**WORK TO DO:** Rewrite the entries below from the line with "Pick out every instance of the dark blue" up to and including the line with "(1023, 698)". Keep every line, requests included, but shift each coordinate in the answers by adding 93 to both x and y, and give only those lines.
====== RECORDS SUPPLIED
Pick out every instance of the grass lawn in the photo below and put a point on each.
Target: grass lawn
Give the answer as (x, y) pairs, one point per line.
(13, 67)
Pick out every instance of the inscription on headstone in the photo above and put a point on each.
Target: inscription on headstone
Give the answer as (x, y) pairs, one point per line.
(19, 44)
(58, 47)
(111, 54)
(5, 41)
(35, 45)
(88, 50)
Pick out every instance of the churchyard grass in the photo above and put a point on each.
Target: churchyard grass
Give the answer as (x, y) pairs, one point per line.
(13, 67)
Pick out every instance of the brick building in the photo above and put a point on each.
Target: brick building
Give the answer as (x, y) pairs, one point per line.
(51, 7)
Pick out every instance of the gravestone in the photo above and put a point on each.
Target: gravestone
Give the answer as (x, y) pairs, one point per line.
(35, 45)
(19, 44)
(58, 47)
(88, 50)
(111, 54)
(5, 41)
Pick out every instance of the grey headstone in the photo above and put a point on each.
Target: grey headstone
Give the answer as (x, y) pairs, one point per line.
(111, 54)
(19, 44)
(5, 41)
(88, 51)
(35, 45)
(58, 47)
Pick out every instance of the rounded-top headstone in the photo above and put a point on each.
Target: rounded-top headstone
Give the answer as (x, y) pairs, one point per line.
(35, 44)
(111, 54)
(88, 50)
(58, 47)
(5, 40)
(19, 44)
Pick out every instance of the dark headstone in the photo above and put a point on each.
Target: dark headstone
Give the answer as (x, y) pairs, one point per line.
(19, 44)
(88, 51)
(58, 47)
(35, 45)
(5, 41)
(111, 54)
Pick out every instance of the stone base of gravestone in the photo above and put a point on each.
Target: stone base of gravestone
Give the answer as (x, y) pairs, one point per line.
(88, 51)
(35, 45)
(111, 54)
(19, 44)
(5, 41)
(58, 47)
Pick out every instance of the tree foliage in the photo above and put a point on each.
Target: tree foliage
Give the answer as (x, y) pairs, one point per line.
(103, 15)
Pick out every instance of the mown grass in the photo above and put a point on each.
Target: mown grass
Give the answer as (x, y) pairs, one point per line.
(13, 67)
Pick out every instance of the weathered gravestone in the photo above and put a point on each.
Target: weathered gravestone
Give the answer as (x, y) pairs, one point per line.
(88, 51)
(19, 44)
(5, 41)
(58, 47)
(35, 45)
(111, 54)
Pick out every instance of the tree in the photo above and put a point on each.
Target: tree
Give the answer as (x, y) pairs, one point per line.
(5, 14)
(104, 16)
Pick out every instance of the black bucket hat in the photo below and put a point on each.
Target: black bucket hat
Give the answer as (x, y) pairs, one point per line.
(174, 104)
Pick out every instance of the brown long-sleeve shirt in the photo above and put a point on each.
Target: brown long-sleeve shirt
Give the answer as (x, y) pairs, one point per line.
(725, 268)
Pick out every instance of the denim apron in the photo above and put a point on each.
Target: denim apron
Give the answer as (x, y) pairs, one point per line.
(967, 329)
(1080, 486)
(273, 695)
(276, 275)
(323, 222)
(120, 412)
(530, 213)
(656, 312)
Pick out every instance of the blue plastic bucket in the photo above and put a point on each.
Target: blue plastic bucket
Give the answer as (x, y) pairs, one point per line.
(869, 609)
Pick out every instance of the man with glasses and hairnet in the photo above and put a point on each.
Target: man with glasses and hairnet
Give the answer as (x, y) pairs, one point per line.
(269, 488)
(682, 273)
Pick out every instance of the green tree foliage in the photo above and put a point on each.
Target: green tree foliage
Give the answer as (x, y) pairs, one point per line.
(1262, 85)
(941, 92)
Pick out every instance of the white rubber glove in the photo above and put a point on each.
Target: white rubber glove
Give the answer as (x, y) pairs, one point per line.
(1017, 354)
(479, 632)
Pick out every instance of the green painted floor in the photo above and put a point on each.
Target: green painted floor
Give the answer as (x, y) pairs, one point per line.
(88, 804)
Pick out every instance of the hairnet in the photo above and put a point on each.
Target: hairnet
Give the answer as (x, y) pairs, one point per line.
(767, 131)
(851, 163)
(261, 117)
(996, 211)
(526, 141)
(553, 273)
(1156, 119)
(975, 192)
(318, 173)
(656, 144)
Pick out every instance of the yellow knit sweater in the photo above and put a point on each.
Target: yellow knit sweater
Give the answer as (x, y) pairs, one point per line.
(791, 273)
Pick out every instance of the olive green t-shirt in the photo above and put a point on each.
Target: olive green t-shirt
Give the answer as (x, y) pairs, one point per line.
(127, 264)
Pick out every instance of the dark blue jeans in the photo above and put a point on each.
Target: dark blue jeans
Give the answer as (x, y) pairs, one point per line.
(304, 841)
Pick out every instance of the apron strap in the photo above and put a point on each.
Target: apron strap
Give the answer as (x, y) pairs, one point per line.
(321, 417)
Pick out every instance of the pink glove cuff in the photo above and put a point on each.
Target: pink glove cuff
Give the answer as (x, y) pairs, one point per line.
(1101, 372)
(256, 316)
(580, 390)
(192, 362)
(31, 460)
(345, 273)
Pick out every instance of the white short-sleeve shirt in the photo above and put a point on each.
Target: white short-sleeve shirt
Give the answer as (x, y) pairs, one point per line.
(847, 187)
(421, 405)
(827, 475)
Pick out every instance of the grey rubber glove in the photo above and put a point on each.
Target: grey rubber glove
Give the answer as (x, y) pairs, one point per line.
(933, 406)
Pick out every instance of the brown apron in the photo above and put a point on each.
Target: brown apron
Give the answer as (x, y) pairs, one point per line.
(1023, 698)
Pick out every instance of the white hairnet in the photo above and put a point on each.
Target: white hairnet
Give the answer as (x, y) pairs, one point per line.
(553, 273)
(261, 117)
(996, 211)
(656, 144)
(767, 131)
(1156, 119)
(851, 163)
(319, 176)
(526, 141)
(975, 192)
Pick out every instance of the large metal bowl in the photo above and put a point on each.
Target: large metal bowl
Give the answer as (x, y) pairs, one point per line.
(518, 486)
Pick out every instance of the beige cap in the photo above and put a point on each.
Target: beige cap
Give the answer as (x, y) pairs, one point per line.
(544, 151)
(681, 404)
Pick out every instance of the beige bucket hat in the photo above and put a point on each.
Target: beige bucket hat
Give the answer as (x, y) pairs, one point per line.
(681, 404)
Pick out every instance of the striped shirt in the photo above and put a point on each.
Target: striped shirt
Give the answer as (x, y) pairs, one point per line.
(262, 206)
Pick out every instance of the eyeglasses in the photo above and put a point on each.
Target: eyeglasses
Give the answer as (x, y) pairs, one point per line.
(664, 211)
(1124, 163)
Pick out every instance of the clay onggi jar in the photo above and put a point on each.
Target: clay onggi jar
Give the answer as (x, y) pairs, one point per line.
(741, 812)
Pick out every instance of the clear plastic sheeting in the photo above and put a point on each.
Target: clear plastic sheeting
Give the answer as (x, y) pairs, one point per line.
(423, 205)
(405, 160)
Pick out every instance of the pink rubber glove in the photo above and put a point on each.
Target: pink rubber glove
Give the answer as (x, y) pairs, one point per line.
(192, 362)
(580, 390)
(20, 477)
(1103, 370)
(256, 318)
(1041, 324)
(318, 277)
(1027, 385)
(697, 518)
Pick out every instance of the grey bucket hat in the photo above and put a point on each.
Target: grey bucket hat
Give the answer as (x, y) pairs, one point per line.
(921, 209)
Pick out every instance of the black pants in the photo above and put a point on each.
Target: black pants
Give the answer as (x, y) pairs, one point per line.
============
**RESULT BELOW:**
Pick out every instance of the dark blue jeans in the photo above and put a point on each.
Target: dark blue jeans
Give the answer as (x, y) pairs, one point per line.
(397, 934)
Pick out every instance of the apron strap in the photo above and put a point on each.
Target: apron strap
Give the answer as (x, y) pairs, one point per line.
(414, 510)
Pick out every instance of the pink glove cuff in the photo above and put a point on each.
Target: pink glove cuff
Give the answer as (x, y) pairs, one point per line.
(1194, 465)
(349, 409)
(673, 483)
(285, 455)
(124, 553)
(438, 366)
Pick out every instance of the white short-sleeve shirt in the photo above and put a point on each.
Target: white short-sleeve shirt
Give the answer as (x, y) pairs, one point per line.
(940, 280)
(514, 498)
(920, 568)
Pick out every instance of the grey rubber glove in the photo above and put a point on each.
Target: grey rubber glove
Give the answer as (x, y) pairs, one point per line.
(1026, 499)
Pick out every instance of the brown apron in the photo above and put a point on each.
Target: brown apron
Give the answer as (x, y) pairs, one point per line.
(1116, 791)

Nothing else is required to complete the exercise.